**DATA LINES**
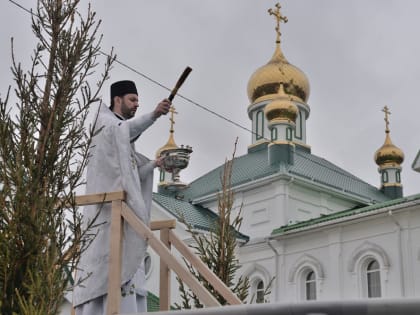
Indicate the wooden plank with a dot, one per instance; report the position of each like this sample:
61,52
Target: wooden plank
202,268
162,224
182,272
114,272
91,199
165,275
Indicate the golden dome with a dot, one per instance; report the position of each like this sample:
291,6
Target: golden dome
267,79
282,109
389,154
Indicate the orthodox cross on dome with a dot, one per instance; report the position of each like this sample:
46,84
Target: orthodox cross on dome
279,18
171,119
387,113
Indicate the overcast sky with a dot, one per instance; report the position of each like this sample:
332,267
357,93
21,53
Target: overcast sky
359,56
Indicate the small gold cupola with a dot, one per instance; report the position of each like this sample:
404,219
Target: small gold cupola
389,159
388,154
265,81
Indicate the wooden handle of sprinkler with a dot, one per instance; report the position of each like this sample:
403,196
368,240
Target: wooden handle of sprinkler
181,80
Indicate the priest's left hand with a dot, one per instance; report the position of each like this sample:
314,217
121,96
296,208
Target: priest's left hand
162,108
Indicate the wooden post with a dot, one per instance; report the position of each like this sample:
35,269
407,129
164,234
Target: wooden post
114,274
166,255
165,275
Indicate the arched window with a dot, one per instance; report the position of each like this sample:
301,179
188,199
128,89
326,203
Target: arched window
147,265
310,286
373,277
259,293
385,177
274,134
260,125
398,175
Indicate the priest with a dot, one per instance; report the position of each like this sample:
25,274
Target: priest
114,165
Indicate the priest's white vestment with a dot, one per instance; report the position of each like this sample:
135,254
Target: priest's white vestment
114,165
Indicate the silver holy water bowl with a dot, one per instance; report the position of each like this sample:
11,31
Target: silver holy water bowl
175,160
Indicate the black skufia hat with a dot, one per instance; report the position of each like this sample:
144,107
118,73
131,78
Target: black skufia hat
120,88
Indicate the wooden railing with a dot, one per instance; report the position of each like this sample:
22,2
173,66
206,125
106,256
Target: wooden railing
121,211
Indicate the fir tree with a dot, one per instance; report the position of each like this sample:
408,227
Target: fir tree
43,153
217,249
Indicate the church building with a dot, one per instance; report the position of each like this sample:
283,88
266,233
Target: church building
310,228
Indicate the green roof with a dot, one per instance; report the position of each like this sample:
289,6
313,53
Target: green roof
196,216
306,166
342,214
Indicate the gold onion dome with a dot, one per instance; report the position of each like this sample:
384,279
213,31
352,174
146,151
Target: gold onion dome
281,109
388,154
265,81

**PROBLEM STATEMENT**
Copy verbatim the part of the listing above that opens with the line containing "Indicate the black" and runs through the final line of the listing, both included.

**RESPONSE FOR THIS EXERCISE**
Indicate the black skufia hat with a dot, one per instance; report the position of each like this sample:
144,107
118,73
131,78
Target: black skufia hat
120,88
Indicate the wooden railing with a dot, one per instance; report the position of each like this sample:
22,2
173,66
206,125
106,256
Target: wooden railing
121,211
Indicate the fir tree with a dot, one per instance; report the position of each like this sample:
408,227
Target: fir tree
43,153
217,249
Indicate the church building with a dot, one per instance; report the position of each like this sample:
283,88
266,233
Target: church building
310,228
Indicate the green roof with a dot, one per instance; report the position of each like this sample:
289,6
313,53
Target: green roof
196,216
306,166
342,214
Indicate the gold onion dome with a dot, one per instance; report the position of each like this sample:
384,279
213,31
352,174
146,151
Target: gold onion dome
281,109
388,154
265,81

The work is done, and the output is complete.